• [What you have to do]: Isolate every line in the records below with "cabin" in it.

━━━━━ Records ━━━━━

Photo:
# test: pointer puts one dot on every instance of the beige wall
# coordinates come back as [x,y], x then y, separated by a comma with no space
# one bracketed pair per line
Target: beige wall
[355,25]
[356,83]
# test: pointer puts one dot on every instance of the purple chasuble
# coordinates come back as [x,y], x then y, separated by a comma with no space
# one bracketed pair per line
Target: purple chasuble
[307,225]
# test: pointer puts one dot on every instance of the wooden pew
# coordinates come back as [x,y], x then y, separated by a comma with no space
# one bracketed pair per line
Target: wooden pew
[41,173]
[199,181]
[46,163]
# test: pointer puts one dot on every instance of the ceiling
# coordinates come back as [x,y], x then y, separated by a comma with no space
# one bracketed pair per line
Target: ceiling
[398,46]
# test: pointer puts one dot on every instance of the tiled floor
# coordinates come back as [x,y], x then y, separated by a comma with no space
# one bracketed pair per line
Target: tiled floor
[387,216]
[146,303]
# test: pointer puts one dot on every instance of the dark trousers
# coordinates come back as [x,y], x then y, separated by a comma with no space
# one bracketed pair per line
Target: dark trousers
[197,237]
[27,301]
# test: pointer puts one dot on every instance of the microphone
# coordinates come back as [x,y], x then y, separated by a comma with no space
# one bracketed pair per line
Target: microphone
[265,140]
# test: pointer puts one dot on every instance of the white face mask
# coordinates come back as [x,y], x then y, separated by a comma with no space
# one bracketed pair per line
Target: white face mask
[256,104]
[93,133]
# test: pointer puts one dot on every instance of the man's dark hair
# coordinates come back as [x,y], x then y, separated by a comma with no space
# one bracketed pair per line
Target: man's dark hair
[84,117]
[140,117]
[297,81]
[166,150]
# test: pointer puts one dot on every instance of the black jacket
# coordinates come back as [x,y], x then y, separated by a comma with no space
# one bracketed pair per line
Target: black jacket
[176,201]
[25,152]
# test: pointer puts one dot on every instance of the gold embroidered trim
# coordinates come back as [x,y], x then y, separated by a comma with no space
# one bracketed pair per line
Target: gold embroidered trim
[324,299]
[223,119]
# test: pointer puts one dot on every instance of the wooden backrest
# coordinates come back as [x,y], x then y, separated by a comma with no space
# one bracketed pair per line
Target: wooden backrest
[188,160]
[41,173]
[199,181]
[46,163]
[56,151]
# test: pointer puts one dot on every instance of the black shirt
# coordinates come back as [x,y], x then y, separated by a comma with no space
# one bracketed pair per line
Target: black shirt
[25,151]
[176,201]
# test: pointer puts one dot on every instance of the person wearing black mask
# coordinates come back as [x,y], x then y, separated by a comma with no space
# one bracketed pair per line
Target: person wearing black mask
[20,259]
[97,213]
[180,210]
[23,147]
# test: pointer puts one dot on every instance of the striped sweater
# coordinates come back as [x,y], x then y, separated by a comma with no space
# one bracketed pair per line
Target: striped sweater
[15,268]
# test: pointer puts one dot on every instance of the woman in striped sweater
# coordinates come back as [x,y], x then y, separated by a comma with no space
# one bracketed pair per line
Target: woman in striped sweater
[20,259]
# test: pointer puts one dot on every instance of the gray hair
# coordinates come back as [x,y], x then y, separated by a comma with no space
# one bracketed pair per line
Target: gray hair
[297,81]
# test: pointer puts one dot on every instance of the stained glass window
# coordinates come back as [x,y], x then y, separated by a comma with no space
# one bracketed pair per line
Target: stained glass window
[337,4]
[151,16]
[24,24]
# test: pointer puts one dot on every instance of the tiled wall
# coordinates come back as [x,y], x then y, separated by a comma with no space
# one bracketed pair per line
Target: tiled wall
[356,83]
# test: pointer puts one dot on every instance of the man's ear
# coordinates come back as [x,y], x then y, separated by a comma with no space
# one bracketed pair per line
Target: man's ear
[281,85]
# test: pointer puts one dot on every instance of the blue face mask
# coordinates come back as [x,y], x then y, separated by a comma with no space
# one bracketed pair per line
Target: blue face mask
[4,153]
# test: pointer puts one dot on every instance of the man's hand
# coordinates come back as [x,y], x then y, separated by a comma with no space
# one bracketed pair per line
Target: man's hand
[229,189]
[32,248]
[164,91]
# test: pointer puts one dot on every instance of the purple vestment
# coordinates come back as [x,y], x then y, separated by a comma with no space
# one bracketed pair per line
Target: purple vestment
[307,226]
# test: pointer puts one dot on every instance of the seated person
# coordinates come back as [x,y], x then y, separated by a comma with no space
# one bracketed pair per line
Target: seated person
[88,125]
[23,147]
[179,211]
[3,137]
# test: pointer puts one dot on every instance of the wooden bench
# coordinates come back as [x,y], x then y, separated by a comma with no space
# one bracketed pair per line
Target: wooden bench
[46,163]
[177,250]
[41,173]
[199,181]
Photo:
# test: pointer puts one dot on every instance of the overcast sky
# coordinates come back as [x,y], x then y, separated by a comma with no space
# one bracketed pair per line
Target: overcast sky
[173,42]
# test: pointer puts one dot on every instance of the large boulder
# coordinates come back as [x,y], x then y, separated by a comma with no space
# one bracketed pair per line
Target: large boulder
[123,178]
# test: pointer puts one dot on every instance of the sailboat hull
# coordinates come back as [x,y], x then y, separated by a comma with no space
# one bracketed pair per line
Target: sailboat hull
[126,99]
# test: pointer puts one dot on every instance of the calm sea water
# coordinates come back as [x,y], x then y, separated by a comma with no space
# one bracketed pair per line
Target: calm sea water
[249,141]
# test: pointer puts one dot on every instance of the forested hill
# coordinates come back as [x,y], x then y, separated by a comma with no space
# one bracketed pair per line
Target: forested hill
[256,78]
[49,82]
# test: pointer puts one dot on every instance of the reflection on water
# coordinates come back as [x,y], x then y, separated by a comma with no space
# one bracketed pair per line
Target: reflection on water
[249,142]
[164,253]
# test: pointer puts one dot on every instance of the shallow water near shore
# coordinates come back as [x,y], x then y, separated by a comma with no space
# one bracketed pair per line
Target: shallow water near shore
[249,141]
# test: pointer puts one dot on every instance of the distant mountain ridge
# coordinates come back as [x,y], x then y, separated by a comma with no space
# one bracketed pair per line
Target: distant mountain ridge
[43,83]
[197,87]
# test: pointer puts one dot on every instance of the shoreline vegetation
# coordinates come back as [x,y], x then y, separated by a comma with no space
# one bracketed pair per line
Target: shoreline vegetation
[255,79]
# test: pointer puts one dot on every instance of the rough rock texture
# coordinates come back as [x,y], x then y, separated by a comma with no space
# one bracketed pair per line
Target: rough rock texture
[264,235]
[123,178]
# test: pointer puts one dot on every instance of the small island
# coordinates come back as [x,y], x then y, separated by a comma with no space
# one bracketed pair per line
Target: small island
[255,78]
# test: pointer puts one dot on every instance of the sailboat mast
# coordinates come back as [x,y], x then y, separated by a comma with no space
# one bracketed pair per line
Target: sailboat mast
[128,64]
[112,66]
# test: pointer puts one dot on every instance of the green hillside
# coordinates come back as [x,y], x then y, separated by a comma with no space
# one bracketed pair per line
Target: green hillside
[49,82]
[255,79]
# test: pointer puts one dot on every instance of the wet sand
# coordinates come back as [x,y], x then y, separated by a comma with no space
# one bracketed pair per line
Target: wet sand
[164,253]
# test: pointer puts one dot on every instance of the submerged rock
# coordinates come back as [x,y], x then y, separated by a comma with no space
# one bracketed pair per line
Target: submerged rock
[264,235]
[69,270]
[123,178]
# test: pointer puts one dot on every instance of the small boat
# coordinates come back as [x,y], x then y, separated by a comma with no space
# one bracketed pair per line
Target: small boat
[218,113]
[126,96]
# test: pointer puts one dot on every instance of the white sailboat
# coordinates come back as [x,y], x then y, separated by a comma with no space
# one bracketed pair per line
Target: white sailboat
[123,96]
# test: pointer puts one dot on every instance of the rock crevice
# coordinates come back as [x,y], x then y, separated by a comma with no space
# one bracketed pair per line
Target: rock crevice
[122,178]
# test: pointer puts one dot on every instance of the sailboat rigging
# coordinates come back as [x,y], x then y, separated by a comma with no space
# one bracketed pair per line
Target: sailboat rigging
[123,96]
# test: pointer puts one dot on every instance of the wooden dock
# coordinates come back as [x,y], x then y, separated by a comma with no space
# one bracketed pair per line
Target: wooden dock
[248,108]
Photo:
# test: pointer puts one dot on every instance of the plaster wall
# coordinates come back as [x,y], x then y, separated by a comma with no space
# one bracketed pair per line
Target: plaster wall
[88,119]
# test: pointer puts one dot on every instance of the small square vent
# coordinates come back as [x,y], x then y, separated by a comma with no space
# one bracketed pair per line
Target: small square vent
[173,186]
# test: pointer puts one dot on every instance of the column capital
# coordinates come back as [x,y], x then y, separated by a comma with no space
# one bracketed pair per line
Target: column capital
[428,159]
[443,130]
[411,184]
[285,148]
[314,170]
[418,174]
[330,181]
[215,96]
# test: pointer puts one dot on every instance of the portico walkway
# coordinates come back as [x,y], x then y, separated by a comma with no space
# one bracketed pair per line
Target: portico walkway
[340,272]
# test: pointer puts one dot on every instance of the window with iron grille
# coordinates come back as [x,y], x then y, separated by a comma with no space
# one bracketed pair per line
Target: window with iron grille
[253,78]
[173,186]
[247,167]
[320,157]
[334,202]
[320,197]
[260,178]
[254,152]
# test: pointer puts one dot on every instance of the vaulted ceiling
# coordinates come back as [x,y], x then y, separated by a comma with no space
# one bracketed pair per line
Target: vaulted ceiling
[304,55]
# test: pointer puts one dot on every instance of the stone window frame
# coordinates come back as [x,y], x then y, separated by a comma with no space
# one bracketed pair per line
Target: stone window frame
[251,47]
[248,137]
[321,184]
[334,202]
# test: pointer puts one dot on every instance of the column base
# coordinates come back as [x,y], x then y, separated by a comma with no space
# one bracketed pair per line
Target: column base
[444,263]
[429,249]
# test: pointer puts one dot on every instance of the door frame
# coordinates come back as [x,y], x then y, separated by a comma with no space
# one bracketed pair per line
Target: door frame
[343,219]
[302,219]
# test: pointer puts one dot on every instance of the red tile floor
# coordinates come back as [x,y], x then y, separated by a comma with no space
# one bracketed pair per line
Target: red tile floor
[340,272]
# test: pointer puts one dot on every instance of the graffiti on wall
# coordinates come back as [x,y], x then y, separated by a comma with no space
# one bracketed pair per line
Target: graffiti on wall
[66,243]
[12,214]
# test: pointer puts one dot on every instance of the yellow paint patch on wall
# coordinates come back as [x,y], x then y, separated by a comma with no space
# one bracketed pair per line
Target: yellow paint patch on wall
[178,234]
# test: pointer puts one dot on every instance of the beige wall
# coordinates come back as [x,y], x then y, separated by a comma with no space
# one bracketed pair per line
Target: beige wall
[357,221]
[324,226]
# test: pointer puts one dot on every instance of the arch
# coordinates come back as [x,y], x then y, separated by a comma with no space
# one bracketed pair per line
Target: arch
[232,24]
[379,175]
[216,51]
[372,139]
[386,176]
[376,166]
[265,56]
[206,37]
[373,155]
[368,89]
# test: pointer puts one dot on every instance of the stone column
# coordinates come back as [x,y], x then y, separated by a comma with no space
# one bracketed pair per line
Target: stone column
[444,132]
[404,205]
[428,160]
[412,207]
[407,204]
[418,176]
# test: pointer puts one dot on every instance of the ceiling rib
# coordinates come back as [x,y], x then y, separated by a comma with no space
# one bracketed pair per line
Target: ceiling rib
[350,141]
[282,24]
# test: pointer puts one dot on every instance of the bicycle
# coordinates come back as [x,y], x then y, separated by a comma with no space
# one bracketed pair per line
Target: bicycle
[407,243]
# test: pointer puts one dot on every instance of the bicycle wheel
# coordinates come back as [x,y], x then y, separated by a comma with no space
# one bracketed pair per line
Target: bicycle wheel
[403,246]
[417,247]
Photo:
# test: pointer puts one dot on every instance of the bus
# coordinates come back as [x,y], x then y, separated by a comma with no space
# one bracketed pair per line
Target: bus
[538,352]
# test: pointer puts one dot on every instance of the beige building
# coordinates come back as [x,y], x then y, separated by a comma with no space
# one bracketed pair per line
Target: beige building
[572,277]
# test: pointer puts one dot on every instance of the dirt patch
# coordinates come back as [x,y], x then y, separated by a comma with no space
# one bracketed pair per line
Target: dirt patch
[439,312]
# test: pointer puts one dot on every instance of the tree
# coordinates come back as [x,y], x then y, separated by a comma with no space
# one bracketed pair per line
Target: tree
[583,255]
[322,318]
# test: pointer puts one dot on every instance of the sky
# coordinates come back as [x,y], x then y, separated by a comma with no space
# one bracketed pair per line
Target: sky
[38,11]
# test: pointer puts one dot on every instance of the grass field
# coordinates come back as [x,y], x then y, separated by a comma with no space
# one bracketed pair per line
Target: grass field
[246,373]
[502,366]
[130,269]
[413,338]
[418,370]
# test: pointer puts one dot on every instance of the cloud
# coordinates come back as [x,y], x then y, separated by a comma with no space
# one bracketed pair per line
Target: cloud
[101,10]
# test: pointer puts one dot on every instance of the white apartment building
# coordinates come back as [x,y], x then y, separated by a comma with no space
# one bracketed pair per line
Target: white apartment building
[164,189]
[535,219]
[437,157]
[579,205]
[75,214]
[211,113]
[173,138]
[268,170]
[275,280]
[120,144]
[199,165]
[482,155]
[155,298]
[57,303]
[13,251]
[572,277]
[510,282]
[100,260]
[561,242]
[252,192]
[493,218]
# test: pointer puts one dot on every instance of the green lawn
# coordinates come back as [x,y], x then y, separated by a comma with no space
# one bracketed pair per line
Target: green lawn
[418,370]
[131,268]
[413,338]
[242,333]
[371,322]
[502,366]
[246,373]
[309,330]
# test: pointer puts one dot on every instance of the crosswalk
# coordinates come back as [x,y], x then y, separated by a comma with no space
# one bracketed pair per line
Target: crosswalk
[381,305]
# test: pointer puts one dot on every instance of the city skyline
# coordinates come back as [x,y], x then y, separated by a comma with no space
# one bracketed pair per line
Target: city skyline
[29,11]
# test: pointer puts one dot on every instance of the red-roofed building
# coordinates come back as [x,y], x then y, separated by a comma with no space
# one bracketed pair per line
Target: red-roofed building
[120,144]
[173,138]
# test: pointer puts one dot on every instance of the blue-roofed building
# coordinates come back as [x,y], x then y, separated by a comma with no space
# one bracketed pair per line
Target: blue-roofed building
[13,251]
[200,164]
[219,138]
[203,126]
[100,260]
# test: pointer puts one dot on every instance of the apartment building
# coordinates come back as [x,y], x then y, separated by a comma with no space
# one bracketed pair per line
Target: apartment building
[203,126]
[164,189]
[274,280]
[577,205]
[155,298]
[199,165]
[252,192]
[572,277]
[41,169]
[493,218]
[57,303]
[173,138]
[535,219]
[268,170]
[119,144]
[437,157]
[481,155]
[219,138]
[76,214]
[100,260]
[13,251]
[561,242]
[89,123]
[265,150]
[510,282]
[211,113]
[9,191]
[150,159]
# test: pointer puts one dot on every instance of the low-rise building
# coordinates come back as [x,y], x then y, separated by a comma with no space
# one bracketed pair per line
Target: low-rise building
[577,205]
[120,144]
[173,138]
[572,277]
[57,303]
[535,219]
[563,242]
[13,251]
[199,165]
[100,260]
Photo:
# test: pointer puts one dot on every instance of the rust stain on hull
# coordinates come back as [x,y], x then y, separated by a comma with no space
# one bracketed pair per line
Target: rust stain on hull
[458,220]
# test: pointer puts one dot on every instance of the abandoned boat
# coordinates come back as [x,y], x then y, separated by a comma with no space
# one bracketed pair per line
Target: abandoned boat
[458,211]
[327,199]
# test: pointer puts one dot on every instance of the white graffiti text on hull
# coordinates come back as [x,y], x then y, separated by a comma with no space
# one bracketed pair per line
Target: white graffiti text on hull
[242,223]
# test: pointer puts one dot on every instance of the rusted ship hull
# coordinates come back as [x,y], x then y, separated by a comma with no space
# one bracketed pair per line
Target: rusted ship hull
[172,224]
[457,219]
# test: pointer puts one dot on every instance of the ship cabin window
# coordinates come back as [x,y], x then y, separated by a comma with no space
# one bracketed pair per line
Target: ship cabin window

━━━━━

• [Exercise answer]:
# test: pointer puts one dot on every instance of the ship cabin window
Target: ship cabin window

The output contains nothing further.